## Trecho do documento
>>>
E se eu não tivesse…

Hoje acordou um dia especialmente chuvoso. Pingos grossos fariam qualquer guarda-chuva se dobrar.

Por este motivo aceitei a carona de minha adorável esposa. Ao revés do que tenho feito madrugadas afora.

Amo andar sempre. Principalmente no acender das luzes de um novo dia.

É quando a inspiração me assalta. Quando desço em direção ao consultório.

Ontem mesmo percebi um rapaz, velho conhecido, assentado a um meio fio. Foi ele quem ensejou a crônica de ontem. Vi o Alegria triste. Alguma coisa o preocupava. Durante uma conversa rápida com meu amigo Alegria descobri a razão de sua tristeza. Dificuldades financeiras o afligiam.

Ainda pensando no infeliz Alegria, já que não pude caminhar como de costume, foi agora, neste exato momento, sofismando sobre quem somos, e quem poderíamos ser, que me veio à inspiração o título do meu texto de agora. E seu não tivesse…

Felizmente nasci naquela família a qual tanto tenho agradecido sempre.

Filho de pais amantíssimos. Gente trabalhadora, honesta, de bons princípios.

Isso já faz parte do passado. O qual sempre tenho reverenciado.  Meus pais já não mais estão aqui. Eles se foram. Num dia do qual nunca irei me esquecer.

Felizmente a outra família que constituí tem sido tão boa quanto aquela onde nasci.

Meu filhos, agora dois netos, são a continuação de mim. Como me sinto bem ao lado daqueles dois bebezinhos. O Theo já brinca comigo. O Gael logo vai se juntar a nós, em nossos folguedos juvenis.
<<<
## Dados disponíveis
>>>
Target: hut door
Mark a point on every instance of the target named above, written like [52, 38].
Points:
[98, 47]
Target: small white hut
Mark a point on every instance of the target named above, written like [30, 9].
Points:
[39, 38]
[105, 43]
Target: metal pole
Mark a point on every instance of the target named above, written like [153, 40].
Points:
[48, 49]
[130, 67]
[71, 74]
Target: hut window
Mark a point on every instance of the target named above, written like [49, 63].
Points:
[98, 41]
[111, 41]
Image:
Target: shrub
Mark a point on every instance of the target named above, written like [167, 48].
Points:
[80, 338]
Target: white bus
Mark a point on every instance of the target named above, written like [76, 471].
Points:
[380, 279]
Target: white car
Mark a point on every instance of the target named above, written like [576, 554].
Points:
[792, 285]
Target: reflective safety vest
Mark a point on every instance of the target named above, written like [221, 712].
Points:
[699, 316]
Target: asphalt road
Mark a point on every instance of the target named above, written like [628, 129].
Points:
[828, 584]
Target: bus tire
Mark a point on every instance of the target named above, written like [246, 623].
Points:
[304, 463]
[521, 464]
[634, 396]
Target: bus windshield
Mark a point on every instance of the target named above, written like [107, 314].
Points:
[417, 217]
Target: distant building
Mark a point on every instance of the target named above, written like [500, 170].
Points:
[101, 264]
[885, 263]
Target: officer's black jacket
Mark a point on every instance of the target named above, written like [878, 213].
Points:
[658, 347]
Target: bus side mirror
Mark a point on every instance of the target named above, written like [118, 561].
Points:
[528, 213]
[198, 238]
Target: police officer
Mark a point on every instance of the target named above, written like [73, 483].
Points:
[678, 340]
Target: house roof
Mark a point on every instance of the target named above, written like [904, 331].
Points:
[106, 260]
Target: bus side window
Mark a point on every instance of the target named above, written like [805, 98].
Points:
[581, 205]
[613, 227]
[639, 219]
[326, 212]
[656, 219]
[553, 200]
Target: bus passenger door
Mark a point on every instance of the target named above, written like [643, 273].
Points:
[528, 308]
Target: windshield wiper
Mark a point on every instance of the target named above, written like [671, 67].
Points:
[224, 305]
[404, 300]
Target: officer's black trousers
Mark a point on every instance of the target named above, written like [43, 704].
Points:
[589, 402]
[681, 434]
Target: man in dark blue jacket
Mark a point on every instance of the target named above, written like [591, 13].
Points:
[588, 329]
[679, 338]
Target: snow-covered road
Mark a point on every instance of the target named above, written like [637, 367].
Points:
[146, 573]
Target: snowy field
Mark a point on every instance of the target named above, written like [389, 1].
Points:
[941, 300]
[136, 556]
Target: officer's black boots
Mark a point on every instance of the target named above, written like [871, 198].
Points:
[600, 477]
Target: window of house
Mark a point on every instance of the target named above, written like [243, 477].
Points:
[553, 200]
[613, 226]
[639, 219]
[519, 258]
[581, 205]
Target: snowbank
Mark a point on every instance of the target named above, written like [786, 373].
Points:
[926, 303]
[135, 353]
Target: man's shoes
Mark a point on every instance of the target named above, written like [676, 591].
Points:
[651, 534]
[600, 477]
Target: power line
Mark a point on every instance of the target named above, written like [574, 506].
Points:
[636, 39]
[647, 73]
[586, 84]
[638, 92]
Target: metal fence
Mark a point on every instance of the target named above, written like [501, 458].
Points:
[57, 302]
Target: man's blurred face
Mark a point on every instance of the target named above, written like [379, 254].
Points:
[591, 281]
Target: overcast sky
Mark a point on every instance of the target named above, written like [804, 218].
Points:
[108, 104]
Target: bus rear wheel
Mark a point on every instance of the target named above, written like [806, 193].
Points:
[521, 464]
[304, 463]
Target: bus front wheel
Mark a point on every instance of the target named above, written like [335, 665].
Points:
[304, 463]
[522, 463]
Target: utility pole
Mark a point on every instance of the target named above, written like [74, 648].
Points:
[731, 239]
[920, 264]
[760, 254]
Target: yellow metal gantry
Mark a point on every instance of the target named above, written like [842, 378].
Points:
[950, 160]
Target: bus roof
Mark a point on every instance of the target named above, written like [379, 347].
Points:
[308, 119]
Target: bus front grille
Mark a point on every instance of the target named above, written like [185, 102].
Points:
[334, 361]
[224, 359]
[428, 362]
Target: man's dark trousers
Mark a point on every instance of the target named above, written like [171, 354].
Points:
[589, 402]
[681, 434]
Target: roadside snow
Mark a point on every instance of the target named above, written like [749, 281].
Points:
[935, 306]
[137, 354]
<<<
## Exercício 1
Indique se cada afirmação abaixo está de acordo com a crônica sobre a chuva e a família, respondendo sim ou não e citando as palavras do texto que decidem a questão. (a) Naquele dia chuvoso, o narrador foi a pé ao consultório. (b) A tristeza de Alegria decorria de dificuldades financeiras. (c) Os pais do narrador ainda estão vivos.
## Exercício 2
Relacione todos os nomes próprios de pessoas que aparecem na crônica sobre a chuva e a família.
## Exercício 3
Retome a crônica sobre a chuva e a família a partir da última frase apresentada e dê-lhe continuidade.

## Resposta 1
(a) Não: "Por este motivo aceitei a carona de minha adorável esposa."
(b) Sim: "Dificuldades financeiras o afligiam."
(c) Não: "Meus pais já não mais estão aqui."

## Resposta 2
Alegria, Theo, Gael

## Resposta 3
Pensando sobre o mesmo tema, e seu tivesse, caso houvesse nascido em um lar desestruturado, o que seria de mim?

Talvez estivesse assentado naquele mesmo meio fio, triste como encontrei meu amigo Alegria. Ou, pensando pior, quem saberia dizer, se por ventura ficasse por aí, numa esquina qualquer, mendigando migalhas, esmolando sobras, como tantos desafortunados que perambulam pelas ruas, esperando dias melhores, que nunca virao?

E se não tivesse nascido naquela rua, de tantas lembranças eternas, e, ao contrário, tivesse conhecido o mundo num lugar qualquer, sem recordações, sem pais conhecidos, como tantos meninos para os quais o destino é cruel como atestam as estatísticas de nosso país?

São tantas indagações, quantas, que se torna impossível fazê-las todas, neste curto espaço de tempo.

Mas, e seu tivesse crescido nas ruas, cheirando cola de sapateiro, fumando crack, ou sendo usuário de um vício qualquer, como estaria eu, agora, aos quase setenta anos, talvez nem mais estivesse aqui.

Ainda sobre o mesmo tema, e seu tivesse sofrido algum tipo de doença, sido jogado a um leito qualquer, inválido, demente, como iria suportar tal constrangimento?

Se por acaso eu tivesse, na minha infância perdida, me enveredado por outro caminho, que não a medicina que inda hoje me acompanha neste resto de vida que ainda tenho?

Se eu tivesse mais tempo de pensar em mim, não corresse tanto, não me afogueasse tanto, talvez vivesse mais feliz?

Se por ventura, no meio do caminho não encontrasse tantas pedras, teria sido capaz de vencer tantos obstáculos, que se interpõem nesta trilha chamada vida?

Se eu pudesse escolher, em qual família nascer, não teria nenhuma dúvida. Seria naquela mesma.

Ontem encontrei o amigo Alegria triste. Hoje não sei onde ele estará. Com que disposição vai estar.

Se eu não tivesse, se não fosse capaz, se não me satisfizesse com o muito que tenho, talvez não fosse tão feliz como tento ser.